:: Instruction ::
Copy out every line in the rows below that contains the word "shown", leaving each one unchanged.

:: Task input ::

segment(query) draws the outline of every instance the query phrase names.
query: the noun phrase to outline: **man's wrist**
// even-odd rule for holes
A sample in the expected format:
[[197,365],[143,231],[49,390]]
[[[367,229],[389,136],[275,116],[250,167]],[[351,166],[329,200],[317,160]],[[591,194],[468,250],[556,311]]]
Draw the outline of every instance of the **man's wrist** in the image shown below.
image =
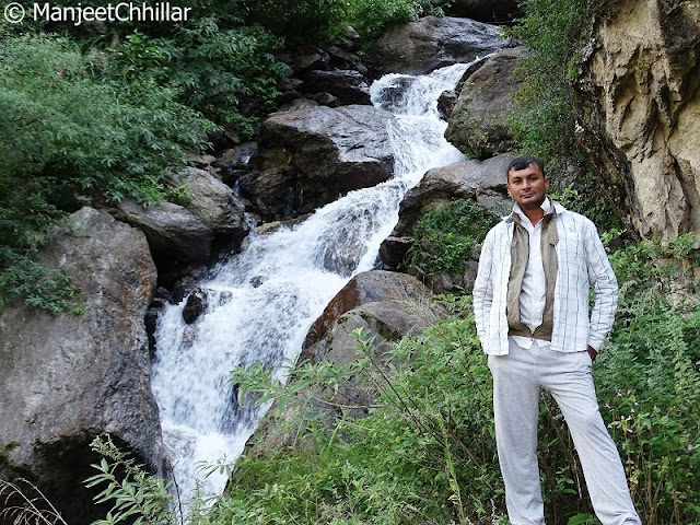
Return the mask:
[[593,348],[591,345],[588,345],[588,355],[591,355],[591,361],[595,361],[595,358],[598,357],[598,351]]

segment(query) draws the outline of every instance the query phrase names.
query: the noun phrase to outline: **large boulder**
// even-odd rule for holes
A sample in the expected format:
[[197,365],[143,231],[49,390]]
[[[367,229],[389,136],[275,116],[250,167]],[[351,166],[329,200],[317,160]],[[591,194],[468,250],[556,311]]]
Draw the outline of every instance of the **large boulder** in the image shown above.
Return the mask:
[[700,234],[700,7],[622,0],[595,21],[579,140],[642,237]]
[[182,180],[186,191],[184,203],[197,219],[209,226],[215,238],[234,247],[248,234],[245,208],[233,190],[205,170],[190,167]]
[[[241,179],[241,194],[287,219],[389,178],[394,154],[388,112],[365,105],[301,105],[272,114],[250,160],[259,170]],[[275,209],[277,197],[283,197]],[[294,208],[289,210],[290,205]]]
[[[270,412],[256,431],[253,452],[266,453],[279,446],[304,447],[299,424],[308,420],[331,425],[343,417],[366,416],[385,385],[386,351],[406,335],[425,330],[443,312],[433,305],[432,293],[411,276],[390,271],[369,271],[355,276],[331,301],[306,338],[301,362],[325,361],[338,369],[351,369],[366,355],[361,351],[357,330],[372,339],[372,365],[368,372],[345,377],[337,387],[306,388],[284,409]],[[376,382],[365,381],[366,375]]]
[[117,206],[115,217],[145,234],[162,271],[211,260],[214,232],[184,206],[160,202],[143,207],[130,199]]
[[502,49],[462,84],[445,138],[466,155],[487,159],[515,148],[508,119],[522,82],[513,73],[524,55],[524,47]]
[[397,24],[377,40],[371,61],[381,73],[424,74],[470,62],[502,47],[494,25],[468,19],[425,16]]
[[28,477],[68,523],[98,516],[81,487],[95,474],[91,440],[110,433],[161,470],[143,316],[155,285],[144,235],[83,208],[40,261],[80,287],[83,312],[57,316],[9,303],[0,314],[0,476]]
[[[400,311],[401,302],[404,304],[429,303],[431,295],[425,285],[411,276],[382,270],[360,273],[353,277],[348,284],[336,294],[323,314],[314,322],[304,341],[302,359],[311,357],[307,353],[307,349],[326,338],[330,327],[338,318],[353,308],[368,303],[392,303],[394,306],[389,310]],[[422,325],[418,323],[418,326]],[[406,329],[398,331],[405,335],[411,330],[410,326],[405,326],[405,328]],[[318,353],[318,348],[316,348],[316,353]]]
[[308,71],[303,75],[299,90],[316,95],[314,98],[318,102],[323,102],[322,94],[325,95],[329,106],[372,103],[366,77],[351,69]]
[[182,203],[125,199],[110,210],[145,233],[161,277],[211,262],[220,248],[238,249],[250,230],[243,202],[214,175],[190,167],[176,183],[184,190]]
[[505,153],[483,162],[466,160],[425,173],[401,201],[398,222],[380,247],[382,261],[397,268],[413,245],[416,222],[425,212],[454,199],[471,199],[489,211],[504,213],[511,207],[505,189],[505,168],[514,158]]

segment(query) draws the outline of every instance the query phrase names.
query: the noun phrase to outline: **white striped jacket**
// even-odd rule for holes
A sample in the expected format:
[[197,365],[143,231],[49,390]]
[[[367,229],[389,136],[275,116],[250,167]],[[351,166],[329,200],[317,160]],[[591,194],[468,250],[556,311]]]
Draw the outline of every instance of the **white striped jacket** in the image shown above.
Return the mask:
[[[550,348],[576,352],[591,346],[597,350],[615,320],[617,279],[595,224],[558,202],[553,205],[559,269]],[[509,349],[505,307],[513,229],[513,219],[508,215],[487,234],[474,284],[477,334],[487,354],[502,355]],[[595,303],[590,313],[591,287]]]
* * *
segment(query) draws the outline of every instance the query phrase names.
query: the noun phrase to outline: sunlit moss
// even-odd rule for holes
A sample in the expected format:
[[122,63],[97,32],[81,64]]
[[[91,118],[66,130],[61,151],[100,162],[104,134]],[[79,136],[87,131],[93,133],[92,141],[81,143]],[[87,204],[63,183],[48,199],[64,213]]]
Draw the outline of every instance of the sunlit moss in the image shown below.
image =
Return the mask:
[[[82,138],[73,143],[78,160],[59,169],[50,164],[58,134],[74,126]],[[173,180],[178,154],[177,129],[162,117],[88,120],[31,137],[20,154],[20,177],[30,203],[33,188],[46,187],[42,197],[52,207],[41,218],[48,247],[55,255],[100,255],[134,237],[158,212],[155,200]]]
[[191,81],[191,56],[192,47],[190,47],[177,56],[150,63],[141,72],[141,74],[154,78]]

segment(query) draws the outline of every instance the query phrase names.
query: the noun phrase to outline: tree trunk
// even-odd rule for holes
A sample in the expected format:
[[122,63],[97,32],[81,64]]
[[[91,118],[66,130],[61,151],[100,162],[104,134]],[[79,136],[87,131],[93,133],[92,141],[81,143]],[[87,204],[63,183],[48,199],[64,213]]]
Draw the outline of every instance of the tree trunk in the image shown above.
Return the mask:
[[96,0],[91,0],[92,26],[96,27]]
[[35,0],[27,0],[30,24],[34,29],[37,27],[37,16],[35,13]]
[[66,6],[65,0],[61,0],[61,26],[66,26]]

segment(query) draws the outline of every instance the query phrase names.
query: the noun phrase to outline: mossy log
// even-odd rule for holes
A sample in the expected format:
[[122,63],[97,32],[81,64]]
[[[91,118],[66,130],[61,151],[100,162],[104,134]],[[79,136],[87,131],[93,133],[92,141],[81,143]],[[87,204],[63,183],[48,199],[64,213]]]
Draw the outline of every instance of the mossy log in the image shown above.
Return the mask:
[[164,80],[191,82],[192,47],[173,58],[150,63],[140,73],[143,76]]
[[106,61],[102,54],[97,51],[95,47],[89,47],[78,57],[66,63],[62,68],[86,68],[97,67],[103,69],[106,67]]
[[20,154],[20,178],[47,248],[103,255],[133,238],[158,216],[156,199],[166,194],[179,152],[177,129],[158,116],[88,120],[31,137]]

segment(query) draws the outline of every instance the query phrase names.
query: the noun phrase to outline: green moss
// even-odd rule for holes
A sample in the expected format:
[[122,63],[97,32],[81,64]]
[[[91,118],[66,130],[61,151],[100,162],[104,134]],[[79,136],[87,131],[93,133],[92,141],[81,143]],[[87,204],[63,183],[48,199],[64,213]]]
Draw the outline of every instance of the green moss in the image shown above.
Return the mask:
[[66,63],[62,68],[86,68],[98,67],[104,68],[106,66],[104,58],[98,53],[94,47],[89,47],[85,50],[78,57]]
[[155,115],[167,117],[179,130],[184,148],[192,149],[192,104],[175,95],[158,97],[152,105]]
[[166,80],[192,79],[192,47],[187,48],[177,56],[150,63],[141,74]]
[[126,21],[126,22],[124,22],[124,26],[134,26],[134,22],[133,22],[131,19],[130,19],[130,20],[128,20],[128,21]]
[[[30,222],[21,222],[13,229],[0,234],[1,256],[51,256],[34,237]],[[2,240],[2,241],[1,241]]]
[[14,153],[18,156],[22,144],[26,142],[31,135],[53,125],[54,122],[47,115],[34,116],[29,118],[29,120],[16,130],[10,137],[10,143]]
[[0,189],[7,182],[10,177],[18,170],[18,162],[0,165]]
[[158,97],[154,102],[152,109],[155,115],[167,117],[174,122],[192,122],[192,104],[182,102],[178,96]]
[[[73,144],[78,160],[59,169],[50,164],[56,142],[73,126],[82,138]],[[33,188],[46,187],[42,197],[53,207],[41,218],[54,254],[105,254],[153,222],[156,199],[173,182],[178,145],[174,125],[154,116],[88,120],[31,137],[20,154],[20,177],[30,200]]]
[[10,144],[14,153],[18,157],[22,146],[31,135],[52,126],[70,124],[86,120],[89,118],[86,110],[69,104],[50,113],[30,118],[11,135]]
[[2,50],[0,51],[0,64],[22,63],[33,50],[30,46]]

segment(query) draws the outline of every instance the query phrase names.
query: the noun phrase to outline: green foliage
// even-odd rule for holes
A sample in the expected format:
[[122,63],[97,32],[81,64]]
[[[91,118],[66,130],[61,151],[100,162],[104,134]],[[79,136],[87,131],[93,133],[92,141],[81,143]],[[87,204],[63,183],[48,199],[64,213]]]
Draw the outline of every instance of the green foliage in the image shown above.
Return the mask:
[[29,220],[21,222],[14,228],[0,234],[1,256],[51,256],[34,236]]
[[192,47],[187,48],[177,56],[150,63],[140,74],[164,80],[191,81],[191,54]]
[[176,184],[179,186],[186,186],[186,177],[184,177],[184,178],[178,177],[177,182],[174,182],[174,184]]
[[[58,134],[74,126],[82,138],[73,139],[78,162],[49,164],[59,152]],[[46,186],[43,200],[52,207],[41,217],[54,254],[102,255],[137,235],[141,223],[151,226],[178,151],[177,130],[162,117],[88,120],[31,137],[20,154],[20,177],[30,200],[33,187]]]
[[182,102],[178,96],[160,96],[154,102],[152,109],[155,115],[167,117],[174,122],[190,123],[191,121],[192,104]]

:: Answer ::
Draw the outline of every instance of the **man's wrist** in the image shown below.
Draw the outline of every instance of the **large boulder** in the image shown above.
Draw the outline of every instance of the **white striped jacket** in the image shown above.
Draw the outline of every instance of the sunlit moss in the image shown below.
Draw the outline of every instance of the tree trunk in the image shown above.
Draw the outline of every instance of the mossy log in the image shown above.
Draw the outline of every instance of the green moss in the image shown above.
Draw the outline of every instance of the green foliage in the image shown above.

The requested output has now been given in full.